TASK DETAILS - Swap "pointer" for "locator" wherever it occurs in the items below, and give the lines again with nothing else altered.

* begin TASK INPUT *

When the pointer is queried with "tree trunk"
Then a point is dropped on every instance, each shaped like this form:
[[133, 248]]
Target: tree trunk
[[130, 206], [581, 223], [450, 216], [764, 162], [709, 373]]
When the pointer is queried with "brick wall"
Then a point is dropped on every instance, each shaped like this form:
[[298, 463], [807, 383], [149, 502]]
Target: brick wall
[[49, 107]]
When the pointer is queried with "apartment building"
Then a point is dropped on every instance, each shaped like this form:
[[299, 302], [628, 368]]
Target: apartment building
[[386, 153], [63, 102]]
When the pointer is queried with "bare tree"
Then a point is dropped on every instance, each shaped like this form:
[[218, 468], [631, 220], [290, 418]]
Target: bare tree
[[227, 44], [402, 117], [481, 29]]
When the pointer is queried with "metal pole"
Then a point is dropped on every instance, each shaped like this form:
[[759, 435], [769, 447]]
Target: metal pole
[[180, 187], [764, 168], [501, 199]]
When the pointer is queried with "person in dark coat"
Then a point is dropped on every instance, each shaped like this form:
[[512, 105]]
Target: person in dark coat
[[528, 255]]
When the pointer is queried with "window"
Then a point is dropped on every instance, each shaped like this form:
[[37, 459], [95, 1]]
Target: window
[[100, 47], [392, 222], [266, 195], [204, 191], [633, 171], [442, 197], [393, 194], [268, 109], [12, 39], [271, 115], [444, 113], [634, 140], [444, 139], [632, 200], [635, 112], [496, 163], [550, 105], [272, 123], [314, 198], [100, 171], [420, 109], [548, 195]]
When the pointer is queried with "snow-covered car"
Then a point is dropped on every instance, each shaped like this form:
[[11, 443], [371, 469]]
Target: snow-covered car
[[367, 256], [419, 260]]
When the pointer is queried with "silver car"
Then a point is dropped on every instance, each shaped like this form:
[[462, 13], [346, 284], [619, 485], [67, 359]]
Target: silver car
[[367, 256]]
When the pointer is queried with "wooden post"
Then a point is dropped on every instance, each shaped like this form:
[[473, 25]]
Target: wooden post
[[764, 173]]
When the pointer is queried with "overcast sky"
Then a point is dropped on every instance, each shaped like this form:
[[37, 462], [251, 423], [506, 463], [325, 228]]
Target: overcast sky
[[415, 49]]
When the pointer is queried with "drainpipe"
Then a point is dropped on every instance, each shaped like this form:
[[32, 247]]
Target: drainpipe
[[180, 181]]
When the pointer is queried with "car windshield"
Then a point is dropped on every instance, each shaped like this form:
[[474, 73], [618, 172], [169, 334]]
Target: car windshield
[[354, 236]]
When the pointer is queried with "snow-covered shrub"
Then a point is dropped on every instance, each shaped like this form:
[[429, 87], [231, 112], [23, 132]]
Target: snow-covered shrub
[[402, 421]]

* end TASK INPUT *

RESULT OF THIS EXERCISE -
When the locator is queried with "tree trunk"
Then a point is dropped on every instance, each shaped like this form:
[[133, 248]]
Target: tree trunk
[[130, 206], [581, 223], [450, 216], [764, 162], [709, 373]]
When the locator is queried with "brick wall"
Then a point is dropped on every instance, each shaped like this form:
[[298, 463], [807, 383], [149, 502]]
Target: brick wall
[[49, 107]]
When the locator is queried with "apartment building"
Then a point is dropped on every instance, each shaped like this form:
[[299, 302], [628, 368]]
Target: apartment building
[[386, 153], [63, 102]]
When the locator is queried with "bare tree"
Then a point is dropped on every instance, each shaped like this form:
[[218, 468], [631, 220], [290, 418]]
Target: bare tree
[[227, 44], [402, 117], [481, 29]]
When the locator is queried with "metal pole"
Then a point is dropped on every instance, each shaped like this form:
[[759, 435], [769, 447]]
Target: metal pole
[[180, 187], [764, 168], [501, 199]]
When the locator is queried with "person in dark coat"
Then a point is dropped on every instance, each shaped like this form:
[[512, 105]]
Target: person in dark coat
[[528, 255]]
When the locator is queried with "window"
Then a point is dropped on every instance, each shaped like this form:
[[37, 459], [95, 1]]
Target: window
[[100, 47], [392, 222], [266, 195], [204, 191], [633, 171], [442, 197], [393, 194], [268, 109], [12, 39], [271, 115], [444, 113], [634, 140], [444, 139], [632, 200], [635, 112], [496, 163], [550, 105], [272, 123], [314, 198], [100, 171], [420, 109], [548, 195]]
When the locator is queried with "snow-covered car"
Then a point is dropped on every instance, each shaped like this form:
[[11, 443], [371, 469]]
Target: snow-covered car
[[367, 256], [419, 260]]
When the locator is queried with "silver car"
Then a point is dropped on every instance, each shaped like this form:
[[462, 13], [346, 284], [619, 485], [67, 359]]
Target: silver car
[[367, 256]]
When the locator is queried with "wooden post"
Then a point is dropped on every instance, each shaped like this form:
[[473, 25]]
Target: wooden post
[[764, 173]]
When the locator is queried with "overcast sky"
Then a point is dropped on every instance, each shaped like this form:
[[37, 462], [251, 423], [506, 463], [325, 228]]
Target: overcast sky
[[415, 49]]
When the locator is queried with "drainpipe"
Then a point is dropped on every instance, each shaped like this form:
[[32, 247]]
Target: drainpipe
[[180, 181]]
When the locator is queried with "car windshield"
Then a point is dropped on every instance, each shaped like this form:
[[474, 73], [618, 172], [169, 334]]
Target: car windshield
[[354, 236]]
When the locator is queried with "snow-covered shrub"
Then a point is dropped on every instance, each shaped like this form:
[[429, 87], [231, 112], [23, 132]]
Target: snow-covered shrub
[[402, 421]]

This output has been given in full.